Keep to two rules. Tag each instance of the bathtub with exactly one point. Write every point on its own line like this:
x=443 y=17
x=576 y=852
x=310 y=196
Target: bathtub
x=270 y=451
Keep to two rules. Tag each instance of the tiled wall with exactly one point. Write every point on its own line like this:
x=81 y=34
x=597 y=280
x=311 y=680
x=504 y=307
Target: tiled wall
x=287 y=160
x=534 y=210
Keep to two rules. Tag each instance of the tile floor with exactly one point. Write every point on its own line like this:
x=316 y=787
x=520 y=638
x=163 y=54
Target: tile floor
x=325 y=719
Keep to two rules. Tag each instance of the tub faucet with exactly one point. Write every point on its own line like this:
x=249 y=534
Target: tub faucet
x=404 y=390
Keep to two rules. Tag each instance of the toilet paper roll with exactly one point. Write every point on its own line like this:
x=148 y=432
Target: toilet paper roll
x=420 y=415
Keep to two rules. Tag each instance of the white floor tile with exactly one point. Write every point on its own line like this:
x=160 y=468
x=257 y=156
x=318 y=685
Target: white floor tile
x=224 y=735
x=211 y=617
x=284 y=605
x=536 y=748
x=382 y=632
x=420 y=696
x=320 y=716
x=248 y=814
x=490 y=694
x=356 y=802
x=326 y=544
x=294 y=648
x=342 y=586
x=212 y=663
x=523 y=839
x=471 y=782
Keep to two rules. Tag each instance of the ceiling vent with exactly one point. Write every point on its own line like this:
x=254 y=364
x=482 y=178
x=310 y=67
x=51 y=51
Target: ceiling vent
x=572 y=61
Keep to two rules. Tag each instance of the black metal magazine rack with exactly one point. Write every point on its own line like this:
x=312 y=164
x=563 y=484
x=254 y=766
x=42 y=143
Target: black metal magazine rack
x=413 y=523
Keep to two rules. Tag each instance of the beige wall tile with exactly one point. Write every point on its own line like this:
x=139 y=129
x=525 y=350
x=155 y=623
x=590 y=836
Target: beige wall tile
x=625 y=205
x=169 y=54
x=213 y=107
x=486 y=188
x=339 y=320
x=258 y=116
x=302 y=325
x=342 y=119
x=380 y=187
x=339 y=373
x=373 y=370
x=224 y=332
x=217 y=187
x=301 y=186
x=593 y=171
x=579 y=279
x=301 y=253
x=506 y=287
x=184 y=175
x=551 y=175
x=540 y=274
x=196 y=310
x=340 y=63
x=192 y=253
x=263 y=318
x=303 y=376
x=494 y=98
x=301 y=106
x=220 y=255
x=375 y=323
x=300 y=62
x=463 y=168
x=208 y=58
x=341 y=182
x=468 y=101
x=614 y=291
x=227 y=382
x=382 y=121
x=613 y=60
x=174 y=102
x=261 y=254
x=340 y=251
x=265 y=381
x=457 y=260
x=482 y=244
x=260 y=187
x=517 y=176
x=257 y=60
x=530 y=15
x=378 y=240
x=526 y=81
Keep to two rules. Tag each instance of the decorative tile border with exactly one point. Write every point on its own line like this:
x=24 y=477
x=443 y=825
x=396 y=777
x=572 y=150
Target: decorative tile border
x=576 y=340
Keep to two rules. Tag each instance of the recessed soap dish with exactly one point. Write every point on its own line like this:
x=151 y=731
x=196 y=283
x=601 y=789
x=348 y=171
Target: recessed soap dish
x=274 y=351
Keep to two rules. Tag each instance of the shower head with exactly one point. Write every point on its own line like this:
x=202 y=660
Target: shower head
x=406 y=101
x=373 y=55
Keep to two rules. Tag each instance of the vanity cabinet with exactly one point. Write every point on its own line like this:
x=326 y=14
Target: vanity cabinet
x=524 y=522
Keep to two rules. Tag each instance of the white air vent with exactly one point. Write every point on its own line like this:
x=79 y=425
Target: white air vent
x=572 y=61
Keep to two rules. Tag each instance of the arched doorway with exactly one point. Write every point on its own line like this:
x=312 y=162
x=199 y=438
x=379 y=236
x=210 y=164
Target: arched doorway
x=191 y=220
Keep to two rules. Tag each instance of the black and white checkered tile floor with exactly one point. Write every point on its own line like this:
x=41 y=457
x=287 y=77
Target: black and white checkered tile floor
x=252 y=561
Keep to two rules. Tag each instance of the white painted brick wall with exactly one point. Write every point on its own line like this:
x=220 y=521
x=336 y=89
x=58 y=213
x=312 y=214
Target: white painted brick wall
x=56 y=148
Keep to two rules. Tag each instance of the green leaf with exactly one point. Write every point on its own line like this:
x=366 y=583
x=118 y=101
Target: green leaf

GIVEN INSTRUCTION: Rewrite everything from the line containing "Keep to two rules. Tag each instance of the tub" down to the line containing "x=420 y=415", swapping "toilet paper roll" for "soap dish" and leaving all else unchanged.

FULL RESPONSE:
Keep to two rules. Tag each instance of the tub faucet with exactly one point. Write every point on its own line like this:
x=249 y=534
Target: tub faucet
x=404 y=390
Keep to two rules. Tag each instance of the soap dish with exactly one point. Write every point on its own line like this:
x=148 y=432
Target: soap dish
x=420 y=415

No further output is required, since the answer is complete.